- Stated exercise -
List every line of the data below that contains the word "wheel", with uppercase and lowercase counting as different.

- Items -
%%
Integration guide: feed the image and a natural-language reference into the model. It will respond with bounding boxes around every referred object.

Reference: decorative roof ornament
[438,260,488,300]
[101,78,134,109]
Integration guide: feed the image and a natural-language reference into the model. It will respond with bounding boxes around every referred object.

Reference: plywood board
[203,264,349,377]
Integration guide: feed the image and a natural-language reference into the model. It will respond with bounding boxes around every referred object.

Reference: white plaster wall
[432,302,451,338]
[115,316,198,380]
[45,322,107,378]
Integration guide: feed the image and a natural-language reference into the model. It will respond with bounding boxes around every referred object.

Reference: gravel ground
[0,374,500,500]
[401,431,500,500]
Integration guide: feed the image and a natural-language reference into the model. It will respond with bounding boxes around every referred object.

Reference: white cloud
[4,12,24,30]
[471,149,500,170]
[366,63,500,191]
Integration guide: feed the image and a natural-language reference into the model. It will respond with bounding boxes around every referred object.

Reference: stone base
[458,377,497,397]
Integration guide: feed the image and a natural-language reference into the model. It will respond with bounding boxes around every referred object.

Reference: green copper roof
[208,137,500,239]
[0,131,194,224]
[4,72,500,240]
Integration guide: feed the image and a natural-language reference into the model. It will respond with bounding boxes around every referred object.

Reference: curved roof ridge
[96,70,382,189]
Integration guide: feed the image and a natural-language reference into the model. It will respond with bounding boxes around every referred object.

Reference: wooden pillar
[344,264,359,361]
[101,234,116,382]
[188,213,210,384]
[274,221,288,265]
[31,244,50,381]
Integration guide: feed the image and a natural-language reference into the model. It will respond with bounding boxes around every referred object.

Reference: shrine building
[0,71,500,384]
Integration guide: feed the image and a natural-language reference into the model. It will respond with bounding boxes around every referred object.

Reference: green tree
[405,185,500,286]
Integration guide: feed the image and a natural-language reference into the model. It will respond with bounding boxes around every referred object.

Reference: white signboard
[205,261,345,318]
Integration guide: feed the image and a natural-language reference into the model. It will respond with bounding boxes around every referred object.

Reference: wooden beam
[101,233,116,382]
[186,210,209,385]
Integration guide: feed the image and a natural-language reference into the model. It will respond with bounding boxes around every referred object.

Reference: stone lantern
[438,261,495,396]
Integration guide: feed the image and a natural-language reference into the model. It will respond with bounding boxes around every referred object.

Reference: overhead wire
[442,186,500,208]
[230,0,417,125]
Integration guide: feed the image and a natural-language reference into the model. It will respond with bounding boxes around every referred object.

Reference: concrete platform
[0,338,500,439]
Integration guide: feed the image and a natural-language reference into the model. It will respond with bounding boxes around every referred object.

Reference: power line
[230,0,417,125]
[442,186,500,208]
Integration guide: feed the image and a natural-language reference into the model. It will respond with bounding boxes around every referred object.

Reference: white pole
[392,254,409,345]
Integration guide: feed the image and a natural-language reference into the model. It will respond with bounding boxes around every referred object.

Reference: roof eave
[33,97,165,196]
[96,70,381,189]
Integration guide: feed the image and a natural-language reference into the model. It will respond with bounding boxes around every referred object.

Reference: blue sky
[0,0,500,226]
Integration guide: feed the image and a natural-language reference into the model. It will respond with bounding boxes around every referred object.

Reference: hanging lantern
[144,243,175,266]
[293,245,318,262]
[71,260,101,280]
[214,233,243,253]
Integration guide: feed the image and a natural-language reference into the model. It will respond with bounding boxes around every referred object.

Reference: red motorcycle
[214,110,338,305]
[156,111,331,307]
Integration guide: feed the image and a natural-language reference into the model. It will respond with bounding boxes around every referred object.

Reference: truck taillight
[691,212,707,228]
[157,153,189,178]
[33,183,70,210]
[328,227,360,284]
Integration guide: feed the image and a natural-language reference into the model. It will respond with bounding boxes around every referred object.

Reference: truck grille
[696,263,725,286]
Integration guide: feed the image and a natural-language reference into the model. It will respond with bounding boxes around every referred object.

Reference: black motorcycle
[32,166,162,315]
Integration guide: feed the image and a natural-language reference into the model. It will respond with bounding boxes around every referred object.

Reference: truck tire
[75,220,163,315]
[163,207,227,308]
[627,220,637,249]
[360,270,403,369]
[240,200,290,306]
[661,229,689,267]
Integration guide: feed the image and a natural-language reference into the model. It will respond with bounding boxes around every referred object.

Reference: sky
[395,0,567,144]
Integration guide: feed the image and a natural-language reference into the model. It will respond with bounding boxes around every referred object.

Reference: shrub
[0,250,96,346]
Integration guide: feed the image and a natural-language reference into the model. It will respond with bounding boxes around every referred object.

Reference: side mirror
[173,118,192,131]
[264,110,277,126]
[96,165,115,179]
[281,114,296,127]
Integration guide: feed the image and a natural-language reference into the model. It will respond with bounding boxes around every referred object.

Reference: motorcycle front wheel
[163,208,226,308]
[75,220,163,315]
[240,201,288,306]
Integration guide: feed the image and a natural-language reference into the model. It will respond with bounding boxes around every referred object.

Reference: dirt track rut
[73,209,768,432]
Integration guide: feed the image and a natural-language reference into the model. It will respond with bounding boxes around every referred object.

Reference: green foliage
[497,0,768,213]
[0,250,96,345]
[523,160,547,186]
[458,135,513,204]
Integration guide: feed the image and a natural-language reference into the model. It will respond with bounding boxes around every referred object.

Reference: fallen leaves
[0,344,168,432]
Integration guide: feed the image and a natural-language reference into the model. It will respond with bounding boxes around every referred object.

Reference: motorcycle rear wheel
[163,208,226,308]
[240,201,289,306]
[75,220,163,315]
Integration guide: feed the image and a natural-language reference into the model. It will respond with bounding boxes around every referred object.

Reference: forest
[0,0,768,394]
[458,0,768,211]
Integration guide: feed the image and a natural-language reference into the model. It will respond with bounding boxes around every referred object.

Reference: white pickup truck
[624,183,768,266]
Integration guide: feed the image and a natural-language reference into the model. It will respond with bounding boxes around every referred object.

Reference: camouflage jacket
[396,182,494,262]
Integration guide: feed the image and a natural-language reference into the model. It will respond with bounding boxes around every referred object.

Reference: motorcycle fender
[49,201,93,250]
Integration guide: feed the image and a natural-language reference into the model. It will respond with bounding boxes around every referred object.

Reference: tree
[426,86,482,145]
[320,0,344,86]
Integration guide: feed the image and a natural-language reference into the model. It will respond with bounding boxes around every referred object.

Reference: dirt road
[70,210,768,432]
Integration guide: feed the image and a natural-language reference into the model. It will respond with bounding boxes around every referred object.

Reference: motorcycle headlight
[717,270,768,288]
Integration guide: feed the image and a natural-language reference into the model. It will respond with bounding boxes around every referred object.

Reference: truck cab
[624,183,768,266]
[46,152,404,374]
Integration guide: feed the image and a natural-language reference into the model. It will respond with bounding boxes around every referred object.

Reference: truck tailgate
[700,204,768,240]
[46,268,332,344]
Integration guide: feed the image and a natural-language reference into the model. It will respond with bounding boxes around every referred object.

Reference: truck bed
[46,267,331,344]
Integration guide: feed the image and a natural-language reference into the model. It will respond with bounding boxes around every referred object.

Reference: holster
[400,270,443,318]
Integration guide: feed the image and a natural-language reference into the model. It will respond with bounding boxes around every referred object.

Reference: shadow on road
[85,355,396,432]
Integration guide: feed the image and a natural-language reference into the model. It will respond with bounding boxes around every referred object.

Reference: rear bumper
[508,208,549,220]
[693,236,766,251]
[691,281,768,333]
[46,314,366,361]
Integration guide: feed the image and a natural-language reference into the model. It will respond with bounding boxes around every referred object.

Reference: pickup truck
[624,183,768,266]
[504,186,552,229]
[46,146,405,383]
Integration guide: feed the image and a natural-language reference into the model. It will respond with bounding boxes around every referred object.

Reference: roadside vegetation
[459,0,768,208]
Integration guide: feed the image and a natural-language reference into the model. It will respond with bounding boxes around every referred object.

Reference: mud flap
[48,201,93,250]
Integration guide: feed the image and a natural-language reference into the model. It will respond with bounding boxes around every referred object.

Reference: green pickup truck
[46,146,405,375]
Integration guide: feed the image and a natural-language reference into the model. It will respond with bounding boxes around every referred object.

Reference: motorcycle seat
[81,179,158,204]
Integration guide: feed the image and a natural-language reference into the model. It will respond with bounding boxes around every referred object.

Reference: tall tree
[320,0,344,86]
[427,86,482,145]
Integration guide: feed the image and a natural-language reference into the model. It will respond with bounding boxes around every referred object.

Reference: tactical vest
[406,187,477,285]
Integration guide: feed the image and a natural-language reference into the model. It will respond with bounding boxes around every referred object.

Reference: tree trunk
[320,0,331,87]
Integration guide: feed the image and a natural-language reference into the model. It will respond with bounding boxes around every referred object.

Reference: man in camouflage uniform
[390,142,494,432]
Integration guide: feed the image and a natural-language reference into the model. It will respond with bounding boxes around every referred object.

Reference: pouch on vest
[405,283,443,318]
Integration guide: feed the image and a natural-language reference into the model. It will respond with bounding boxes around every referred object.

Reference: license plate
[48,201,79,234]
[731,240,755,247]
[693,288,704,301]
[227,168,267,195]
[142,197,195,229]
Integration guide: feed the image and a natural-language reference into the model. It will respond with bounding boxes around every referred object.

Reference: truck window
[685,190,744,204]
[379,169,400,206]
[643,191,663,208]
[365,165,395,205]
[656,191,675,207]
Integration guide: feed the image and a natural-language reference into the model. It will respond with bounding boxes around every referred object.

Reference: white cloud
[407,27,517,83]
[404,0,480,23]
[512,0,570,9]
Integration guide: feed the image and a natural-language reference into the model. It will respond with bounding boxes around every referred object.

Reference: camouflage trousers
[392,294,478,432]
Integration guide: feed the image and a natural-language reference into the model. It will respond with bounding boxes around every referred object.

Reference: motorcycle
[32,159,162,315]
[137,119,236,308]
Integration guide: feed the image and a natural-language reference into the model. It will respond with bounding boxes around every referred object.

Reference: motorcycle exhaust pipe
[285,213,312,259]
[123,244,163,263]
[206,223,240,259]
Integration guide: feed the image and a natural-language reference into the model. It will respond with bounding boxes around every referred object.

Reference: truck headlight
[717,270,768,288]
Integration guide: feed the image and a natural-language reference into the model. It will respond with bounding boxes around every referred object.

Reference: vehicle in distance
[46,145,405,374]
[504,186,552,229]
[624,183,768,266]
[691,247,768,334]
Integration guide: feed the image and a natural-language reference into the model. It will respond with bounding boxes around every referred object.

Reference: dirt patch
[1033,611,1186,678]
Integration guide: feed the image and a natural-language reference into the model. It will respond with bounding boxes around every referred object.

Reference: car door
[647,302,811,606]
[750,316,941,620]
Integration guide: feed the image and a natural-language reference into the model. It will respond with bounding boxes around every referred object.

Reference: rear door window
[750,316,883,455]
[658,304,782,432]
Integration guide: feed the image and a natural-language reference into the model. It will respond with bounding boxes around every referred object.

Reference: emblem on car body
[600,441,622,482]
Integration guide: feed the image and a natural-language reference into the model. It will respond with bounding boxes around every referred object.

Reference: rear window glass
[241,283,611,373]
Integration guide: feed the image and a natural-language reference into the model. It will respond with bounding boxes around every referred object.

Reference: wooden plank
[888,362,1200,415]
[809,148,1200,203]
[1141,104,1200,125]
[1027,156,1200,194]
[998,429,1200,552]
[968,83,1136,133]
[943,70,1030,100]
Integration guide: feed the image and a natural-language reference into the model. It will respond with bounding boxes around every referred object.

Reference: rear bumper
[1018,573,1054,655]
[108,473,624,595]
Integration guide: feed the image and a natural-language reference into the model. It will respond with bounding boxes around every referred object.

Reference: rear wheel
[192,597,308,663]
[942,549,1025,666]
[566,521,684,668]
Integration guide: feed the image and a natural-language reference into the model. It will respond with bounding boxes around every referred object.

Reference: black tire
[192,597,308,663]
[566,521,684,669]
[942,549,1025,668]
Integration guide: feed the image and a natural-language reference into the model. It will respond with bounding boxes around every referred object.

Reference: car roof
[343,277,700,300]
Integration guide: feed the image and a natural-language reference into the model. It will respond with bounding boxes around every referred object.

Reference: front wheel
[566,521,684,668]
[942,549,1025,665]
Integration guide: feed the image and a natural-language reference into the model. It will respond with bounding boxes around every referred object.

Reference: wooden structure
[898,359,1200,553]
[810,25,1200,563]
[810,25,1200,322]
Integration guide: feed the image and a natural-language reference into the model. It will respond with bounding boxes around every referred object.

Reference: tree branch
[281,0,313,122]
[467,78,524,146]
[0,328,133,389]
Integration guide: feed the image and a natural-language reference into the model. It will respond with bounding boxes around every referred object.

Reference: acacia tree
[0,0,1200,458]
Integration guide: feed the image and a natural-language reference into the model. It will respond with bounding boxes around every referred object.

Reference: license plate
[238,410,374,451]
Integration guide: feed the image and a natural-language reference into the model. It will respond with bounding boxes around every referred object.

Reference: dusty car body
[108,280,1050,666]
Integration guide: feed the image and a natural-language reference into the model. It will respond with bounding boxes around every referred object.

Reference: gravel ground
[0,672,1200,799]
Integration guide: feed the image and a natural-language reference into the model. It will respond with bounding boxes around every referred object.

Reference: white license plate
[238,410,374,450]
%%
- Task response -
Reference: motorcycle front wheel
Reference: motorcycle rear wheel
Reference: rear wheel
Reference: front wheel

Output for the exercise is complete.